### [Work to complete]
Change "palm tree" to "coconut palm" throughout the records that follow. Leave all other text unchanged.
----- Records for the exercise
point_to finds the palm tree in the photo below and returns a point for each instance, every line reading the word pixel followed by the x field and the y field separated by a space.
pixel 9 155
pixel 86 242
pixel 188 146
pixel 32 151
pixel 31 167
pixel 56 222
----------
### [Solution to this task]
point_to finds the coconut palm in the photo below and returns a point for each instance, every line reading the word pixel followed by the x field and the y field separated by a space.
pixel 9 155
pixel 86 242
pixel 188 146
pixel 32 151
pixel 31 167
pixel 56 222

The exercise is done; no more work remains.